AIM: Can you output every one of the records below, line for line and without any change?

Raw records
* Start *
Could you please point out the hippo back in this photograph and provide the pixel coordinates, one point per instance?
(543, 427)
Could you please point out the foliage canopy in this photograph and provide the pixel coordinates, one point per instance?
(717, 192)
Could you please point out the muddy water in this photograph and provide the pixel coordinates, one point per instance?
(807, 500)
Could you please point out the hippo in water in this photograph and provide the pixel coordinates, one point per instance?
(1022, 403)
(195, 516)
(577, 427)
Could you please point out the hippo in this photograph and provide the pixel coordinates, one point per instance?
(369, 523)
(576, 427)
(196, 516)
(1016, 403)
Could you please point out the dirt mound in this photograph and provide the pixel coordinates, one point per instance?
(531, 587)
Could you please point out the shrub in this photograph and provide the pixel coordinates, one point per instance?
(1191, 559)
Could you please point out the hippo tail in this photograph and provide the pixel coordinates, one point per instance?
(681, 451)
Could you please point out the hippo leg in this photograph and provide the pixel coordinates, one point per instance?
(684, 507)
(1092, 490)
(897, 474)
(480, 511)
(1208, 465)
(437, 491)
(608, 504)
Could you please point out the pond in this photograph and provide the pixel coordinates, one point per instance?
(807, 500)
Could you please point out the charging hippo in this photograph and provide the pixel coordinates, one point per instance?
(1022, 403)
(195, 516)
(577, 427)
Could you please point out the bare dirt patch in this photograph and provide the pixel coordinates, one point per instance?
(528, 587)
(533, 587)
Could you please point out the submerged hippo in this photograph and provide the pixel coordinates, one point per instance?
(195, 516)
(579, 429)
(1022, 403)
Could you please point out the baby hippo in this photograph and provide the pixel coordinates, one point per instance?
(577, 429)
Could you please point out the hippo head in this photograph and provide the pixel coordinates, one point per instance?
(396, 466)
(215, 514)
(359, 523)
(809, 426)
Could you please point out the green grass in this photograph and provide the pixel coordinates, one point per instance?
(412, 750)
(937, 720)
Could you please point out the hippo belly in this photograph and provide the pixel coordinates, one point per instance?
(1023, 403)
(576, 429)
* End *
EXERCISE RESPONSE:
Could you please point out the hippo back in this photograph and provide the pixel coordinates, one point per instance?
(543, 427)
Could you please point out the foliage canopy in this photograph and provide the pixel coordinates, one point per instance?
(717, 192)
Could you please point out the muddy water in this photograph and provide the pixel coordinates, one point per instance?
(807, 500)
Could you please point out the hippo in water in this photograph and provide the pixel coordinates, one point per instance?
(1022, 403)
(195, 516)
(577, 427)
Could you please point out the hippo in this photograph and provide the pixel coordinates, one point per instance?
(369, 523)
(576, 427)
(196, 516)
(1016, 403)
Could you please point out the dirt mound in this photograph and provide the pixel coordinates, one point per instance?
(531, 587)
Could you please point out the shrub in this photograph and provide the pixel coordinates, one point per instance?
(1191, 559)
Could you please point out the hippo tail in this photograph and provide the pixel coordinates, one point per instance?
(681, 451)
Could you please point out the hippo leg in this photograph and provide the pixel coordinates, one point per instance?
(684, 507)
(1092, 490)
(897, 474)
(480, 511)
(1208, 465)
(437, 491)
(608, 504)
Could you please point out the pond in this photograph and provide the pixel coordinates, one point per instance?
(807, 500)
Could you please point out the charging hippo in this photograph and provide the pixel coordinates, one point per instance?
(1022, 403)
(195, 516)
(577, 427)
Could you please point out the bare dirt patch in this photograph and provide the pixel coordinates, one point per instance?
(528, 587)
(533, 587)
Could you please point out the submerged hippo in this photograph and provide the pixel coordinates, one point per instance?
(195, 516)
(579, 429)
(1022, 403)
Could you please point out the baby hippo in this photograph and provide the pixel coordinates, one point per instance?
(577, 429)
Could you please point out the hippo head in this photograph and provide the pixel coordinates, one point per instance?
(396, 466)
(215, 514)
(359, 523)
(809, 426)
Could you please point out the green grass in this photograph and provide the pixel coordinates, one point per instance?
(412, 750)
(937, 720)
Could you please point out the hippo belly in this photograph and provide the pixel coordinates, one point per instance?
(1023, 403)
(576, 429)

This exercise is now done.